• _Source passage_
Alabama prisoner Casey White has been charged with the murder of corrections officer Vicky White after she helped him escape custody.
The 38-year-old ran away with the prison officer on April 29 and staged a well-planned escape from the law, swapping vehicles and using disguises as they traversed three states.
Indiana authorities have previously stated that Vicky, 56, died as a result of a self-inflicted gunshot wound to the head as police closed the net on the pair.
Lauderdale County District Attorney Chris Connolly announced Casey White’s indictment today after the wanted felon was captured on May 9 in Evansville, Indiana.
Casey White has been charged with her murder, but the indictment does not state that he shot her.
Court documents show Casey has been charged with first-degree escape ‘and in the course and furtherance of committing escape in the first degree, caused the death of Vicky White, who died from a gunshot wound to the head.’
He was arrested moments after his lover died, following the 11-day manhunt for the convicted felon and prison officer.
Initial reports stated that Vicky pulled the trigger as the car she and Casey were travelling in crashed into a ditch in Indiana, having been run off the road by police.
Casey White has been charged with the murder of Vicky White, who helped him plan his escape across the country. Casey is pictured at court in Florence, Alabama, with his hands cuffed and his feet shackled after his arrest
A coroner ruled that Vicky had died as a result of self-inflicted gunshot wounds to the head after the two lovers spent 11 days on the run
Vicky spoke to 911 dispatchers in the moments before her death, and could be heard saying ‘Airbags are going off. Let’s get out and run.’
Officers then arrived at the scene, stating that she was still breathing, but in audio released by Indiana authorities the dispatcher claims they could hear her say ‘she had her finger on the trigger.’
In the initial confusion, they believed that Casey White had shot himself, and then requested a negotiator, before a second voice says that one is not needed.
Dashboard and body camera footage from Indiana showed the dramatic moment that fugitive Casey White was taken into custody and Vicky’s body was dragged dying from their car.
Footage shows Casey being dragged out of the crumpled car by his hands, as officers kneel on him to handcuff him.
His denim shirt is ripped, but he appears otherwise unharmed, with his black sunglasses still on his face.
As police approach the car, one officer says: ‘We need to clear some of this s***’ to get to her.’
Another officer, kneeling by the overturned car, says: ‘She’s still got the gun in her hand.’
One adds: ‘She’s still breathing. I can see her chest rising. Finger still on the trigger. She could pull that trigger again.’
A third video released by the police showed them searching a Ford truck, which the couple abandoned before switching to their Cadillac.

• _Instructions_
1 > Reproduce the stretch of the Casey White news report from "The 38-year-old ran" through "in Evansville, Indiana.".
2 > Name every person the Casey White news report identifies by full name.

• _Data lines_

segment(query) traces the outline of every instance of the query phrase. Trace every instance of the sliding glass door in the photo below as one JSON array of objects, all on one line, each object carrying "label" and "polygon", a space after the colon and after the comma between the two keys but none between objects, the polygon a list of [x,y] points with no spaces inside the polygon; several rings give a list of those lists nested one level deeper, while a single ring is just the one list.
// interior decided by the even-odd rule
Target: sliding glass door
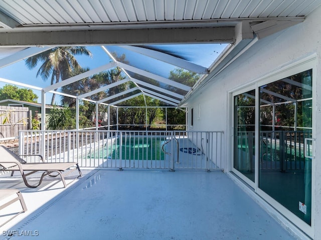
[{"label": "sliding glass door", "polygon": [[255,180],[255,90],[238,94],[233,100],[233,168],[252,184]]},{"label": "sliding glass door", "polygon": [[232,171],[309,231],[313,220],[312,70],[285,74],[233,93]]},{"label": "sliding glass door", "polygon": [[312,138],[312,86],[310,70],[259,88],[258,186],[309,225],[311,158],[304,142]]}]

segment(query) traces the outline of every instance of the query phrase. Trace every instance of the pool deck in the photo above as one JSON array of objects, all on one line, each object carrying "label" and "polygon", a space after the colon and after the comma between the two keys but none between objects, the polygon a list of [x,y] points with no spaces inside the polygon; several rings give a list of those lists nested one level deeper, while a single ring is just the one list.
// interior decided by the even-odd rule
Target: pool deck
[{"label": "pool deck", "polygon": [[222,172],[82,172],[66,188],[0,176],[0,188],[20,190],[28,208],[0,228],[0,240],[297,239]]}]

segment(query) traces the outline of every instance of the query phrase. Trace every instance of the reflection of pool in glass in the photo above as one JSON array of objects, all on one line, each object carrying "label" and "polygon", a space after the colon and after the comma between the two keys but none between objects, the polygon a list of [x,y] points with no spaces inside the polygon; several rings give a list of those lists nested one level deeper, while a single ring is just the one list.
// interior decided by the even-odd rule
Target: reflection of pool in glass
[{"label": "reflection of pool in glass", "polygon": [[[127,160],[164,160],[162,146],[164,137],[123,137],[121,139],[121,159]],[[120,138],[105,144],[103,148],[91,152],[87,158],[120,159]]]}]

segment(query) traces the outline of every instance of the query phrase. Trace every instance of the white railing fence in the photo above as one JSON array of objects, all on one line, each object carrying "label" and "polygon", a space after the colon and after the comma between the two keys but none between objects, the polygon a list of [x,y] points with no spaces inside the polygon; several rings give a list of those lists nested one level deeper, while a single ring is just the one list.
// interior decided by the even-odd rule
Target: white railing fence
[{"label": "white railing fence", "polygon": [[[221,170],[223,132],[24,130],[19,154],[82,168]],[[28,162],[36,156],[25,156]]]}]

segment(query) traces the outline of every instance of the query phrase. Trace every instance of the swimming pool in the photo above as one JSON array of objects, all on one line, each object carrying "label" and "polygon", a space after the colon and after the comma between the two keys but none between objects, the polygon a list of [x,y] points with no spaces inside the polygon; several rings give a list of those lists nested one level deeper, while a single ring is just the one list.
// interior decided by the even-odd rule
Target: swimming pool
[{"label": "swimming pool", "polygon": [[101,148],[93,149],[87,158],[122,160],[165,160],[162,146],[164,136],[125,136],[107,141]]}]

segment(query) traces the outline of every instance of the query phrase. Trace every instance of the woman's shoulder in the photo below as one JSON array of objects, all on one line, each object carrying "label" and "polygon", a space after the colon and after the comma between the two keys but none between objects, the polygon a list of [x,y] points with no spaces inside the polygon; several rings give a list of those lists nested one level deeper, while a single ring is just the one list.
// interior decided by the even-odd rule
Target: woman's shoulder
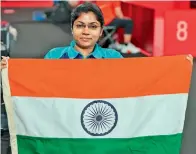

• _Task-by-task results_
1 >
The 38-year-old ran away with the prison officer on April 29 and staged a well-planned escape from the law, swapping vehicles and using disguises as they traversed three states.
Indiana authorities have previously stated that Vicky, 56, died as a result of a self-inflicted gunshot wound to the head as police closed the net on the pair.
Lauderdale County District Attorney Chris Connolly announced Casey White’s indictment today after the wanted felon was captured on May 9 in Evansville, Indiana.

2 > Casey White, Vicky White, Chris Connolly